Records provided ->
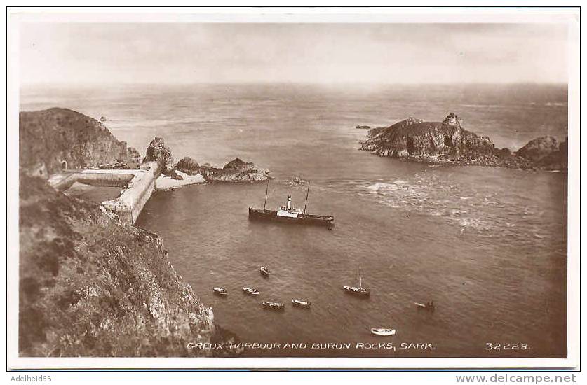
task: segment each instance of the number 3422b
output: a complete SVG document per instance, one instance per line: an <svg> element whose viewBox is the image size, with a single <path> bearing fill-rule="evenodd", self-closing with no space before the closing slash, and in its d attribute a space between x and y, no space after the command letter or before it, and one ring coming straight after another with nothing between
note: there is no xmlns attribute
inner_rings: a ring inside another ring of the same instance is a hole
<svg viewBox="0 0 587 385"><path fill-rule="evenodd" d="M501 342L486 342L485 350L529 350L527 344L503 344Z"/></svg>

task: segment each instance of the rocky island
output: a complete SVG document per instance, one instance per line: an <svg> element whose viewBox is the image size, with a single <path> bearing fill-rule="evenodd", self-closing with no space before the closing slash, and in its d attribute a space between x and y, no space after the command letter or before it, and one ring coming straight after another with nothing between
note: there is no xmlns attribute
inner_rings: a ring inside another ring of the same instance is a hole
<svg viewBox="0 0 587 385"><path fill-rule="evenodd" d="M238 338L215 323L157 234L48 183L64 169L113 162L136 169L137 152L72 110L21 112L20 122L19 354L238 355L241 349L189 349L198 342L228 346ZM163 139L151 144L148 164L173 176Z"/></svg>
<svg viewBox="0 0 587 385"><path fill-rule="evenodd" d="M462 125L462 118L453 113L442 122L408 118L389 127L369 130L367 139L360 141L361 149L429 164L567 169L567 139L558 144L552 136L537 138L512 153L497 148L489 137L468 131Z"/></svg>
<svg viewBox="0 0 587 385"><path fill-rule="evenodd" d="M170 190L204 182L262 182L271 178L269 169L261 169L252 162L244 162L238 158L222 169L208 163L200 165L189 157L183 158L174 164L171 150L166 147L162 138L156 137L147 148L143 162L151 161L157 162L161 170L161 176L157 179L158 190Z"/></svg>

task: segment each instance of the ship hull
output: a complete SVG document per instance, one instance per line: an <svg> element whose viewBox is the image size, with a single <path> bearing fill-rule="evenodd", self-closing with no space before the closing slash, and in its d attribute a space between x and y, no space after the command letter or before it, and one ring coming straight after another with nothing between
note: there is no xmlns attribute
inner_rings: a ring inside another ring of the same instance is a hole
<svg viewBox="0 0 587 385"><path fill-rule="evenodd" d="M297 223L300 225L318 225L332 226L335 218L330 216L299 214L297 217L281 216L277 215L276 210L266 210L249 207L249 219L260 220L274 220L286 223Z"/></svg>

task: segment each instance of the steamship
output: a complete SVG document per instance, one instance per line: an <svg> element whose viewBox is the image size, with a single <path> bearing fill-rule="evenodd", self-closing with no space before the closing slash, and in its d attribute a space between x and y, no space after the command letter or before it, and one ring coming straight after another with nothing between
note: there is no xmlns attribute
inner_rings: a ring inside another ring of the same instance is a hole
<svg viewBox="0 0 587 385"><path fill-rule="evenodd" d="M267 193L269 192L269 181L267 180L267 188L265 191L265 204L262 209L249 207L250 219L261 219L268 220L278 220L290 223L304 225L323 225L332 227L335 217L326 215L306 214L306 206L308 204L308 196L310 192L310 183L308 183L308 191L306 193L306 203L304 209L296 209L292 206L292 196L288 196L288 202L277 210L268 210L265 207L267 204Z"/></svg>

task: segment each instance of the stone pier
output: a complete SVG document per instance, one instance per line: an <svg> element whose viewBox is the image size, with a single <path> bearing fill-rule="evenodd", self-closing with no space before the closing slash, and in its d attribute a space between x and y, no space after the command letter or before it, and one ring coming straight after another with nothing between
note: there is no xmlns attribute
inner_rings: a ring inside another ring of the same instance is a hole
<svg viewBox="0 0 587 385"><path fill-rule="evenodd" d="M114 200L102 205L115 214L122 223L133 225L155 189L155 181L161 174L156 162L148 162L139 169L85 169L74 172L51 184L65 190L74 183L90 186L121 187L122 192ZM50 183L51 182L50 179Z"/></svg>

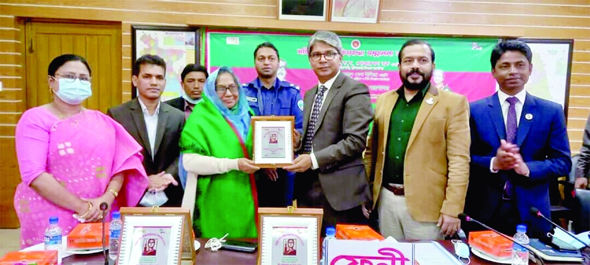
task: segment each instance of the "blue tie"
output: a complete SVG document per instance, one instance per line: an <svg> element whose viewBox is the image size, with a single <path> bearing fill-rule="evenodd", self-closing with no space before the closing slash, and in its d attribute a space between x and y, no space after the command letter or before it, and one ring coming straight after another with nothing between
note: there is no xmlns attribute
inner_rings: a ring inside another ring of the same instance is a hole
<svg viewBox="0 0 590 265"><path fill-rule="evenodd" d="M517 131L518 131L518 123L517 123L516 116L516 103L518 102L518 99L515 97L510 97L506 99L510 106L508 107L508 113L506 115L506 142L511 144L516 141ZM510 200L514 196L514 187L510 181L506 180L504 184L504 199Z"/></svg>
<svg viewBox="0 0 590 265"><path fill-rule="evenodd" d="M316 97L316 101L314 102L311 117L309 118L309 123L307 123L307 130L305 134L305 145L303 146L303 152L305 153L311 153L311 145L314 143L314 134L316 130L316 122L318 121L318 116L320 116L320 110L322 110L322 101L324 100L324 92L328 88L323 85L320 86Z"/></svg>

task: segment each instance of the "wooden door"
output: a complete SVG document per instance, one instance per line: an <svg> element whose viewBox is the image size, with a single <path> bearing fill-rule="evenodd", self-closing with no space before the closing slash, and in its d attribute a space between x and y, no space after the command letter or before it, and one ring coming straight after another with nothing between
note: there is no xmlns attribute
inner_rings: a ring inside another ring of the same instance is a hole
<svg viewBox="0 0 590 265"><path fill-rule="evenodd" d="M106 112L108 108L121 101L121 24L91 24L88 23L27 22L22 27L25 34L19 37L25 56L24 79L26 109L43 105L52 100L47 86L47 67L56 56L74 53L85 58L92 70L93 96L84 105L89 109ZM15 79L17 80L17 79ZM4 82L5 87L18 87L17 83ZM14 89L14 88L12 88ZM12 92L12 91L9 91ZM2 97L0 95L0 99ZM3 104L4 105L2 105ZM14 116L3 118L0 123L0 228L19 227L19 220L13 206L14 190L21 182L19 164L14 155L14 128L19 116L25 111L23 105L14 108L2 103L0 111ZM6 116L4 115L3 116ZM10 123L10 124L8 124ZM8 129L6 129L8 128ZM10 131L8 131L8 130Z"/></svg>
<svg viewBox="0 0 590 265"><path fill-rule="evenodd" d="M27 109L52 100L47 67L64 53L84 57L92 71L92 97L84 107L106 112L121 103L120 25L31 22L26 29Z"/></svg>

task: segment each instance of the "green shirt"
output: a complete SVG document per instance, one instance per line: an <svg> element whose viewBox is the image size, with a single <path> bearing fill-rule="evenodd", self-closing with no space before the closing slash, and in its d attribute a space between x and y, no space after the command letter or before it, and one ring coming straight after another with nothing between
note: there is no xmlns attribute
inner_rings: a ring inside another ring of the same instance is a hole
<svg viewBox="0 0 590 265"><path fill-rule="evenodd" d="M397 90L399 95L389 120L389 131L387 135L385 165L383 171L383 184L392 183L403 184L403 160L408 141L412 133L412 127L416 121L416 115L420 110L422 100L428 91L428 84L416 94L408 102L403 93L403 87Z"/></svg>

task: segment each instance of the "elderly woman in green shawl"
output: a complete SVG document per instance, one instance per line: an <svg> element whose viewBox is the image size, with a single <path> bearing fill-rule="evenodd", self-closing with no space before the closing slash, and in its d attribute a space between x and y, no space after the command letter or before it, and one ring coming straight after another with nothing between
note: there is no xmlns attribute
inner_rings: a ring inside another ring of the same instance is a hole
<svg viewBox="0 0 590 265"><path fill-rule="evenodd" d="M205 83L180 136L182 166L197 175L197 237L257 238L258 202L252 153L252 112L233 73L222 67Z"/></svg>

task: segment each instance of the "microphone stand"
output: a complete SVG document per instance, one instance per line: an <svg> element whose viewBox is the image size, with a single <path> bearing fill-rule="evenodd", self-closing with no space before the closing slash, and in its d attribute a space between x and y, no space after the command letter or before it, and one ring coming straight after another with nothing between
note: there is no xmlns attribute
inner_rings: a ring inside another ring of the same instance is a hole
<svg viewBox="0 0 590 265"><path fill-rule="evenodd" d="M585 242L580 240L580 238L578 238L578 237L576 237L576 236L572 235L571 233L570 233L569 231L564 229L563 227L558 225L556 223L553 223L553 221L551 220L550 218L548 218L545 216L543 215L543 214L541 212L541 211L539 211L538 209L536 209L535 207L530 208L530 214L532 215L533 216L536 217L536 218L542 218L545 219L546 221L549 222L550 223L551 223L552 225L553 225L554 226L555 226L556 227L557 227L560 230L563 231L563 232L567 234L568 236L574 238L574 239L575 239L578 242L582 243L582 244L583 244L585 246L585 247L590 248L590 246L589 246L588 244L586 244ZM582 247L582 249L583 249L583 247Z"/></svg>
<svg viewBox="0 0 590 265"><path fill-rule="evenodd" d="M536 260L538 260L538 262L536 262L536 264L539 264L539 262L540 262L540 263L541 263L541 265L545 265L545 262L543 261L543 259L541 259L541 257L539 257L539 255L536 255L536 253L534 253L534 251L532 251L532 250L531 250L530 247L529 247L529 246L525 246L525 245L523 245L523 244L521 244L521 243L519 243L519 242L516 242L516 240L515 240L512 239L510 237L509 237L509 236L506 236L506 235L505 235L505 234L504 234L500 233L500 232L499 232L499 231L498 231L497 230L496 230L496 229L493 229L493 228L492 228L492 227L488 227L488 225L486 225L486 224L484 224L484 223L482 223L482 222L480 222L480 221L478 221L478 220L475 220L475 219L473 219L473 218L471 218L471 217L468 216L467 216L467 215L466 215L465 214L459 214L459 218L460 218L460 219L461 219L461 220L464 220L464 221L466 221L466 222L473 222L473 223L477 223L477 225L481 225L481 226L484 227L484 228L485 228L485 229L488 229L488 230L493 231L494 232L495 232L496 234L499 234L499 235L502 236L502 237L504 237L504 238L508 239L508 240L510 240L512 243L515 243L515 244L517 244L517 245L519 245L519 246L521 246L521 247L523 247L523 248L526 249L528 251L528 253L530 253L532 254L532 255L534 257L534 258L535 258Z"/></svg>
<svg viewBox="0 0 590 265"><path fill-rule="evenodd" d="M106 248L105 247L106 236L104 232L104 219L106 218L107 208L108 208L108 205L106 203L100 203L100 210L102 212L102 254L104 255L104 265L108 265L108 256L106 255Z"/></svg>

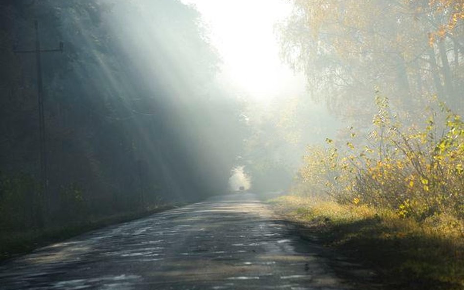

Written task ->
Reproduce the lines character for character, starting at the line that contains "task: segment each instance of the steamship" and ending at the line that contains "193L269 192L269 181L267", with both of those lines included.

Result for this task ->
task: segment each instance of the steamship
output: a complete SVG document per instance, one instance per line: an <svg> element whose viewBox is the image size, with a single <path> bearing fill-rule="evenodd", self-closing with no space before the closing slash, and in its d attribute a space between x and y, no space after the command letter or before it, and one ring coming straight after another with nothing between
note: there is no xmlns attribute
inner_rings: a ring inside another ring of the same instance is a hole
<svg viewBox="0 0 587 385"><path fill-rule="evenodd" d="M267 193L269 192L269 181L267 180L267 188L265 191L265 204L262 209L249 207L250 219L261 219L268 220L278 220L290 223L304 225L323 225L332 227L335 217L326 215L306 214L306 206L308 204L308 196L310 192L310 183L308 183L308 191L306 193L306 203L304 209L296 209L292 206L292 196L288 196L288 202L277 210L268 210L265 207L267 204Z"/></svg>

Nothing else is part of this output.